Annotation dataset entries
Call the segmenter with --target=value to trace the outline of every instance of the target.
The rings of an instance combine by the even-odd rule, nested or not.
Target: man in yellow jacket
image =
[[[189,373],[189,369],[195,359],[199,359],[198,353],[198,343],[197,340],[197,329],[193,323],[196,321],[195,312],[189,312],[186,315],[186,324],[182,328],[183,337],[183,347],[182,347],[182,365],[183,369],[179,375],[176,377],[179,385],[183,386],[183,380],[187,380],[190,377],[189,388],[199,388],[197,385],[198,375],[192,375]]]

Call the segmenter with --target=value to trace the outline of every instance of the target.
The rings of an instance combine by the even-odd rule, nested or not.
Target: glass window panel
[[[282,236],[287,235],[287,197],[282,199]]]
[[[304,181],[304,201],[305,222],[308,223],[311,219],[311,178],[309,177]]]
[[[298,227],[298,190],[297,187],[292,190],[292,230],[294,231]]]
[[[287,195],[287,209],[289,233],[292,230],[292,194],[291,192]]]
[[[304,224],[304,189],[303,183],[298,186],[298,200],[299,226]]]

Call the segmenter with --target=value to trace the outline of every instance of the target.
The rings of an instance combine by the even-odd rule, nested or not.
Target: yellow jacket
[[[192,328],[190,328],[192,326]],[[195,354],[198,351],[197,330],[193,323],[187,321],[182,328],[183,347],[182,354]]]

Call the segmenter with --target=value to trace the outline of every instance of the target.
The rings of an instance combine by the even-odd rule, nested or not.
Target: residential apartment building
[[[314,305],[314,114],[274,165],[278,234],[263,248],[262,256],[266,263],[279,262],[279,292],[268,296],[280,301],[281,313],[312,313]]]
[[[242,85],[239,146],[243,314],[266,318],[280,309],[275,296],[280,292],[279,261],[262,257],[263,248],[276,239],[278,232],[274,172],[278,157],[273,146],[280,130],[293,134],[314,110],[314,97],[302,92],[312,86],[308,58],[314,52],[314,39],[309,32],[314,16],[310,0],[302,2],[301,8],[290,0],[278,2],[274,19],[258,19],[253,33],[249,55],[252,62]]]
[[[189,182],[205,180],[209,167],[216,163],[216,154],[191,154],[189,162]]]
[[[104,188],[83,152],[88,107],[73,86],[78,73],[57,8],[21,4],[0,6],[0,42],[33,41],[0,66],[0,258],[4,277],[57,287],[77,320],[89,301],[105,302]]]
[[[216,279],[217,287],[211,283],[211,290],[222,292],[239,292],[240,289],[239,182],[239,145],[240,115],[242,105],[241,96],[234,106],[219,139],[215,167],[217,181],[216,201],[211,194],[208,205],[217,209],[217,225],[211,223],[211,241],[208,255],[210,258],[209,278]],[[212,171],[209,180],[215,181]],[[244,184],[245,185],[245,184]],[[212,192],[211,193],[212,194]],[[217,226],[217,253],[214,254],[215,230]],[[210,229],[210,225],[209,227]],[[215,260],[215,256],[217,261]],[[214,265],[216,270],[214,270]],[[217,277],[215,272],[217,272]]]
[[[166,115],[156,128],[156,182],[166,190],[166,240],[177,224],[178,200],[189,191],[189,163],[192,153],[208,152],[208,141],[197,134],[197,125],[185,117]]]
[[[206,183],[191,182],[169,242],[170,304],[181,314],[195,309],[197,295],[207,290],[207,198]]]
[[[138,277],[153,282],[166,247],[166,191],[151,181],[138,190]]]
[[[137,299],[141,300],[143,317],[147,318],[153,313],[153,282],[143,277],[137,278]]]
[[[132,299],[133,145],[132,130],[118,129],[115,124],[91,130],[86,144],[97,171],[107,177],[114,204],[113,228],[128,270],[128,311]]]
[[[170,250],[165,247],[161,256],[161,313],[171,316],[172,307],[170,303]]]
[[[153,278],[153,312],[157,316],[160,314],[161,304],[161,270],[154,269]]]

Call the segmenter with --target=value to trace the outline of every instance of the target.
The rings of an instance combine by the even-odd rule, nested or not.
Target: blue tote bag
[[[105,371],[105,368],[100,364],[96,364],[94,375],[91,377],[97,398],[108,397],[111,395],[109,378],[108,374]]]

Goal =>
Duplicate all of the material above, reproducing every line without any change.

The solution =>
Call the segmenter with --target=value to trace the outline of every instance of the target.
The rings of an instance combine by the even-odd rule, nested or not.
Target: man in yellow jacket
image =
[[[189,373],[189,369],[195,359],[199,359],[198,353],[198,343],[197,340],[197,329],[193,323],[196,321],[195,312],[189,312],[186,315],[186,324],[182,328],[183,337],[183,347],[182,347],[182,365],[183,369],[179,375],[176,377],[179,385],[183,386],[183,380],[187,380],[190,377],[189,388],[199,388],[197,385],[198,375],[192,375]]]

Call the segmenter with --target=value to trace the outline of every instance of the target.
The rings of an instance combine by the even-odd rule, nested or not.
Target: glass window panel
[[[282,236],[287,235],[287,197],[282,199]]]
[[[304,181],[304,201],[305,222],[308,223],[311,219],[311,178],[309,177]]]
[[[298,227],[298,190],[297,187],[292,190],[292,230],[294,231]]]
[[[287,195],[287,209],[289,233],[292,230],[292,194],[291,192]]]
[[[304,224],[304,189],[303,183],[298,186],[298,200],[299,226]]]

Call the segmenter with --target=value to trace the outline of every instance of the target.
The rings of an instance combine by the even-odd rule, nested or not.
Target: yellow jacket
[[[192,328],[190,328],[192,326]],[[195,354],[198,351],[197,330],[193,323],[187,321],[182,328],[183,347],[182,354]]]

Call the segmenter with --target=value to trace the outline of every instance of the target.
The rings of an instance combine by the even-odd rule, nested or not.
Target: residential apartment building
[[[314,305],[314,114],[274,165],[278,234],[263,248],[262,256],[266,263],[279,262],[279,292],[268,296],[280,301],[281,313],[312,313]]]
[[[242,85],[239,146],[243,314],[266,318],[280,309],[275,296],[280,292],[279,261],[262,257],[263,248],[276,239],[278,232],[274,172],[278,157],[273,146],[280,130],[293,134],[314,110],[314,97],[302,92],[312,86],[308,58],[314,52],[314,39],[309,32],[314,16],[310,0],[302,2],[301,8],[290,0],[278,2],[274,19],[258,19],[253,33],[249,55],[252,62]]]
[[[189,182],[205,180],[209,167],[216,163],[216,154],[191,154],[189,162]]]
[[[104,188],[83,152],[88,107],[73,86],[78,73],[57,8],[21,4],[0,6],[0,42],[33,41],[0,66],[0,258],[4,277],[57,287],[77,320],[89,301],[105,302]]]
[[[216,279],[217,287],[211,283],[211,290],[222,292],[239,292],[240,289],[239,182],[239,145],[240,115],[242,105],[241,96],[234,106],[219,139],[215,167],[217,181],[216,201],[211,194],[208,205],[217,209],[217,225],[211,223],[211,241],[208,255],[210,258],[209,278]],[[212,171],[209,180],[215,181]],[[244,184],[245,185],[245,184]],[[212,192],[211,193],[212,194]],[[217,226],[217,253],[214,254],[215,230]],[[210,229],[210,225],[209,227]],[[215,260],[215,256],[217,261]],[[214,265],[216,270],[214,270]],[[217,277],[215,272],[217,272]]]
[[[166,115],[156,128],[156,182],[166,190],[166,240],[177,224],[178,200],[189,191],[189,163],[192,153],[208,152],[208,141],[197,134],[197,125],[185,117]]]
[[[206,183],[191,182],[169,242],[170,304],[181,314],[195,309],[197,295],[207,290],[207,198]]]
[[[138,277],[153,282],[166,247],[166,191],[151,181],[138,190]]]
[[[137,299],[141,300],[143,317],[147,318],[153,313],[153,282],[143,277],[137,278]]]
[[[132,299],[133,145],[132,130],[118,129],[115,124],[91,130],[86,144],[97,171],[107,177],[114,204],[113,228],[128,270],[128,311]]]
[[[170,250],[165,247],[161,256],[161,313],[171,316],[172,307],[170,303]]]
[[[153,278],[153,312],[157,316],[160,314],[161,304],[161,270],[154,269]]]

Call the segmenter with --target=value to trace the outline of every instance of the target.
The rings of an instance combine by the even-odd rule, nested or not.
Target: blue tote bag
[[[105,371],[105,368],[100,364],[96,364],[94,375],[91,377],[97,398],[108,397],[111,395],[109,378],[108,374]]]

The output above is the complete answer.